# What to do:
Copy all the records exactly, but keep the pictures out of your version.

*** Source information ***

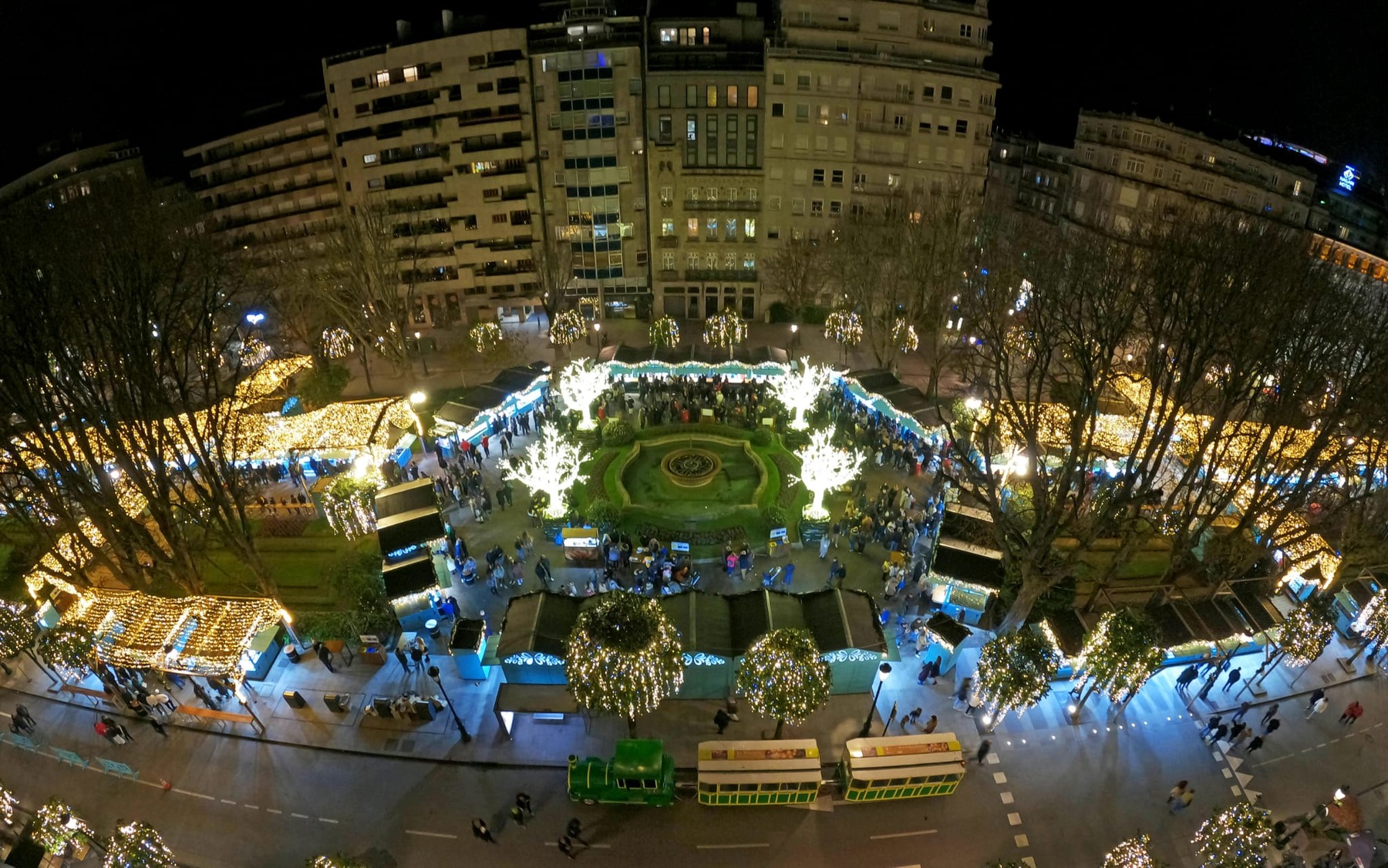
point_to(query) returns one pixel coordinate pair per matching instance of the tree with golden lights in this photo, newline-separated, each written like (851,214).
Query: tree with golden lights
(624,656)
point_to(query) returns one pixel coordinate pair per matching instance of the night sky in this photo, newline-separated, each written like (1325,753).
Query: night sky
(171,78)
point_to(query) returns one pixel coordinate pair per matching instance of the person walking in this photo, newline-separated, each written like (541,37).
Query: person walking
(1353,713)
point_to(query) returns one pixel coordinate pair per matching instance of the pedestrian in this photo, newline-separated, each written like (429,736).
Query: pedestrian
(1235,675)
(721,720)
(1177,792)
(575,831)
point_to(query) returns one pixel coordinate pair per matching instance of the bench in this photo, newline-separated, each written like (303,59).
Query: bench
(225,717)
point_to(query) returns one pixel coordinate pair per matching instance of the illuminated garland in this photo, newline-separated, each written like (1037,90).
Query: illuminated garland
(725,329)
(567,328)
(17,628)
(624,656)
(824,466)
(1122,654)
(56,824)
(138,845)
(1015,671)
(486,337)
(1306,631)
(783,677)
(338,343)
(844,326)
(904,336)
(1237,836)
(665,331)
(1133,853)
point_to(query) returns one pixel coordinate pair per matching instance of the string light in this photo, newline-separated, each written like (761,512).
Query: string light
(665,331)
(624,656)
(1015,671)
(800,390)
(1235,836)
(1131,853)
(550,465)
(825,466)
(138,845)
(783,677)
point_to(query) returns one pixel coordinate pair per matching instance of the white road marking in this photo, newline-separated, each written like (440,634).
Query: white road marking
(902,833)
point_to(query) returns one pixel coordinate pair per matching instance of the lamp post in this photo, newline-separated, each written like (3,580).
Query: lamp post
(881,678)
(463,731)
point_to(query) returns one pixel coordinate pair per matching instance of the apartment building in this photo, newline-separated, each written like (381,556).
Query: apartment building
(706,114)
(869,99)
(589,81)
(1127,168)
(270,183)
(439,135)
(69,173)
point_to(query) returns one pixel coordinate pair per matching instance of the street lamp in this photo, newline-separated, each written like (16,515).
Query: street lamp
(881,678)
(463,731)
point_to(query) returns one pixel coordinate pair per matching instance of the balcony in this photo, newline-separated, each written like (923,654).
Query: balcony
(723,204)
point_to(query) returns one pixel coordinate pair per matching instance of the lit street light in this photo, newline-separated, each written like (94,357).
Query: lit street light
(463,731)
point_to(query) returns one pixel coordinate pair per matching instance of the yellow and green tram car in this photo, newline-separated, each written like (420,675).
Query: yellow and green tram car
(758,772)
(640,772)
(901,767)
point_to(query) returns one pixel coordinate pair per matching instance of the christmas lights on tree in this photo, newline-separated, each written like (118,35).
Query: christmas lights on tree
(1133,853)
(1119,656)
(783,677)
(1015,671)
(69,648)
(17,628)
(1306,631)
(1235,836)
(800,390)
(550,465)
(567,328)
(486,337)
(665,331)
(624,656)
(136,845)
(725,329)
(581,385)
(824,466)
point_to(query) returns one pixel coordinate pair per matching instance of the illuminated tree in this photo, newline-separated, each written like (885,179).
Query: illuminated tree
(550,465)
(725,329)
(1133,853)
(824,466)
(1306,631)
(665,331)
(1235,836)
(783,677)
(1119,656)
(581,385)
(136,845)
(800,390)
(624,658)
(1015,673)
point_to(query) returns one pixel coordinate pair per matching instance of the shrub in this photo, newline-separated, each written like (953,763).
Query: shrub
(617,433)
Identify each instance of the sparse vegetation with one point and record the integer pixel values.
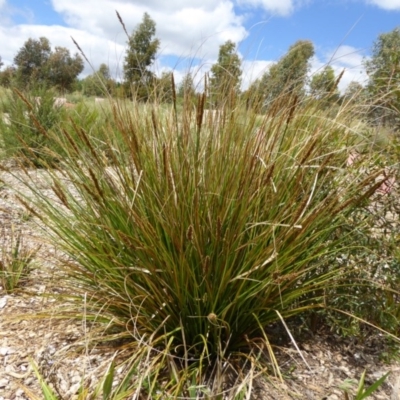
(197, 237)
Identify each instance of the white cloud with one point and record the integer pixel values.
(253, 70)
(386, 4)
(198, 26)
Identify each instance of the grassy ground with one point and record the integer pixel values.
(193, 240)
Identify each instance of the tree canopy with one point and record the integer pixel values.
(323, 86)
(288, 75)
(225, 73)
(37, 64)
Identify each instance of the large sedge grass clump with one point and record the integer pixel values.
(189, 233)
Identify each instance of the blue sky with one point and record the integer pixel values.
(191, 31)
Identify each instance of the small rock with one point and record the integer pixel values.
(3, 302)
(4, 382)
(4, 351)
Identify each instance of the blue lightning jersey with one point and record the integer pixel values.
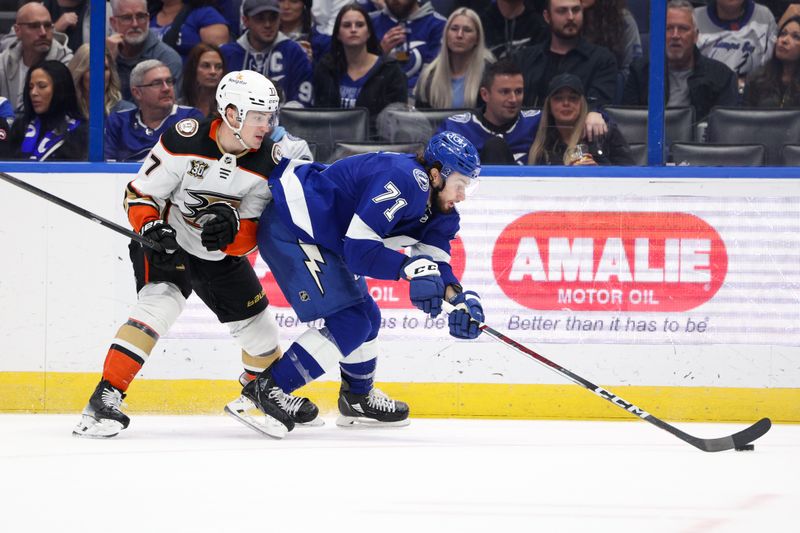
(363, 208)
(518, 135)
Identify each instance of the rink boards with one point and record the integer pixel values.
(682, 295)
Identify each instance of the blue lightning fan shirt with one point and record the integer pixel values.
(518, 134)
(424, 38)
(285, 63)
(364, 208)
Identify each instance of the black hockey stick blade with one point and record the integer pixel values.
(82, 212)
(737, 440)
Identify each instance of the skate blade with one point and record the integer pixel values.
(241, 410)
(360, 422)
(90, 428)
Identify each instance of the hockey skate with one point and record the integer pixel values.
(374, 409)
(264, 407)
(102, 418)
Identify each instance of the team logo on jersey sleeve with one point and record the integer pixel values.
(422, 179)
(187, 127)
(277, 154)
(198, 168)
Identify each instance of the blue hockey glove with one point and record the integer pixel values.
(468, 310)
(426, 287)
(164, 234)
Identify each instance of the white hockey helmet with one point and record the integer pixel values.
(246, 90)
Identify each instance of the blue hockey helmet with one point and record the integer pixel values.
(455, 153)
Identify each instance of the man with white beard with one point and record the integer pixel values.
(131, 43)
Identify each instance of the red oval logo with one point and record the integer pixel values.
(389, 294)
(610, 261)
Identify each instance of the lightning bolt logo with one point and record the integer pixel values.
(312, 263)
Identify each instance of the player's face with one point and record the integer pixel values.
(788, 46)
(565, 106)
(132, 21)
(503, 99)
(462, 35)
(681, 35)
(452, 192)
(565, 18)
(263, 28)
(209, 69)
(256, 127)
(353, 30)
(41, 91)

***

# Result of this exercise:
point_to(query) returns one pixel coordinate pair per matching instance of the tree with golden lights in this photo, newline-separated, each written like (851,214).
Query: tree with golden lights
(624,656)
point_to(query) returns one pixel coordinate pair per matching instance of the night sky in this photo, newline-separated, each written like (1325,753).
Query: night sky
(171,78)
point_to(query) returns one pixel coordinate pair per matching instance of the person walking in this photo, newline-separated, each written like (541,37).
Query: person walking
(1353,713)
point_to(query) returns one pixel coordinate pair per matching instance of the pedestrian in this photo, newline-separated, each written like (429,736).
Query: pedestrian
(1235,675)
(721,720)
(1177,792)
(575,831)
point_to(query) returns one pixel coordinate pair per matching instance of the bench in this photo, newline-separated, each written like (303,59).
Query: bench
(225,717)
point_to(query) returns one pixel coordinate pair per matching instance of the illuminated garland in this photo, newline-separated, each written like (1037,90).
Query: illuminated garland
(725,329)
(567,328)
(17,628)
(624,656)
(824,466)
(1122,654)
(56,824)
(138,845)
(1015,671)
(486,337)
(1306,631)
(783,677)
(338,343)
(844,326)
(904,336)
(1237,836)
(665,331)
(1133,853)
point_to(query) returns one pixel coordinate pair per matching instance of the string light in this photo, newline-separated, each written like (761,512).
Query: string light
(665,331)
(624,656)
(1015,671)
(800,390)
(1235,836)
(1131,853)
(550,465)
(825,466)
(138,845)
(783,677)
point_to(query) returns one pixel coordinate pair per matching instance of the white road marking in this photo, newline-separated, each written like (440,634).
Query: white road marking
(902,833)
point_to(query) returns one pixel coordinate pair per matching instance of the lamp post in this photo, newline-separated, each written like (3,580).
Query: lamp post
(881,678)
(463,731)
point_to(query) returns one pixel coordinate pair per matching instance of the apartment building in this photo, newline-separated, each written like (381,556).
Query: apartment building
(706,114)
(869,99)
(589,81)
(1127,168)
(270,183)
(439,135)
(69,173)
point_to(query) returns one pixel coordinate pair per matching instance of the street lamp in this photo, newline-separated, each written like (16,515).
Query: street lamp
(881,678)
(463,731)
point_to(query) returns one pixel coordinate pair per matching instance of the balcony in this photo, newline-separated, each written like (923,654).
Query: balcony
(723,204)
point_to(query) returns one pixel coordinate pair per matching instance of the lit street light in this photo, newline-separated, each written like (94,357).
Query: lit street light
(463,731)
point_to(query) returns one pixel coordinate pair per matching instance of the yellow and green tram car in this photo, newline-separated, each written like (420,675).
Query: yellow and green tram car
(758,772)
(640,772)
(901,767)
point_to(query) returns one pixel coordinate pair per matching instance of the christmas lights on tree in this photo, newline-separated, each written like (118,35).
Query: christmas lights on tree
(1133,853)
(1119,656)
(783,677)
(1015,671)
(69,648)
(17,628)
(1306,631)
(1235,836)
(800,390)
(550,465)
(567,328)
(486,337)
(665,331)
(624,656)
(136,845)
(725,329)
(581,385)
(824,466)
point_to(query) returns one pixel coordinate pair per matching instance of the illuminated tree in this photo, newline-separated, each written like (885,179).
Query: illuminated tree
(550,465)
(725,329)
(1133,853)
(824,466)
(1306,631)
(665,331)
(1235,836)
(783,677)
(1119,656)
(581,385)
(136,845)
(800,390)
(624,658)
(1015,673)
point_to(query) returns one pixel coordinate pair per matching instance of the shrub in this photo, newline-separated, each written like (953,763).
Query: shrub
(617,433)
Identify each instance of the sparse vegetation with one point and record the integer pixel values.
(197, 237)
Identify each instance of the white cloud with one point and record the integer pixel values.
(253, 70)
(386, 4)
(198, 26)
Identify each instance of the grassy ground with one point and record the integer pixel values.
(193, 240)
Identify each instance of the tree canopy with one point and record the integer pixel values.
(323, 86)
(288, 75)
(225, 73)
(37, 64)
Identify each instance of the large sedge grass clump with one point and record the integer pixel values.
(189, 233)
Identify each instance of the blue sky with one point and record the integer pixel values.
(191, 31)
Identify each instance of the small rock with one point and record the integer pixel values.
(3, 302)
(4, 382)
(4, 351)
Identify each instance of the blue lightning jersey with one point and record the integer pixel values.
(363, 208)
(518, 135)
Identify each instance of the rink boards with one point and record the integer pixel values.
(682, 295)
Identify each instance of the blue lightning fan shirt with one point and record the integer pixel values.
(518, 134)
(424, 38)
(285, 63)
(364, 208)
Identify each instance of the black hockey stick blade with one point and record the integer pixel values.
(82, 212)
(737, 440)
Identify each instance of the skate blade with one point and record the integer pixel values.
(241, 410)
(360, 422)
(90, 428)
Identify each instance of the hockey skate with one point and record the integer pixel values.
(374, 409)
(264, 407)
(102, 418)
Identify each instance of the team logo on jersey sleeve with one point and record the integer pixel values.
(422, 179)
(187, 127)
(277, 154)
(198, 168)
Identify each instance of the blue hockey glove with one point and record the integer pixel values.
(468, 310)
(426, 287)
(164, 234)
Identify each instance of the white hockey helmet with one point and record the integer pixel values.
(246, 90)
Identify each instance of the blue hockey helmet with one point and record the integer pixel values.
(455, 153)
Identify each instance of the man with white beard with one point and record the integer pixel values.
(131, 43)
Identify each instance of the red oval logo with one point and record the integer pixel values.
(389, 294)
(610, 261)
Identify each instance of the lightning bolt logo with one point and record the integer pixel values.
(312, 263)
Identify each instance of the player's face with one point and record the integer pixel values.
(788, 46)
(565, 106)
(132, 21)
(503, 99)
(462, 35)
(681, 35)
(452, 192)
(565, 18)
(263, 28)
(209, 69)
(256, 127)
(353, 30)
(41, 91)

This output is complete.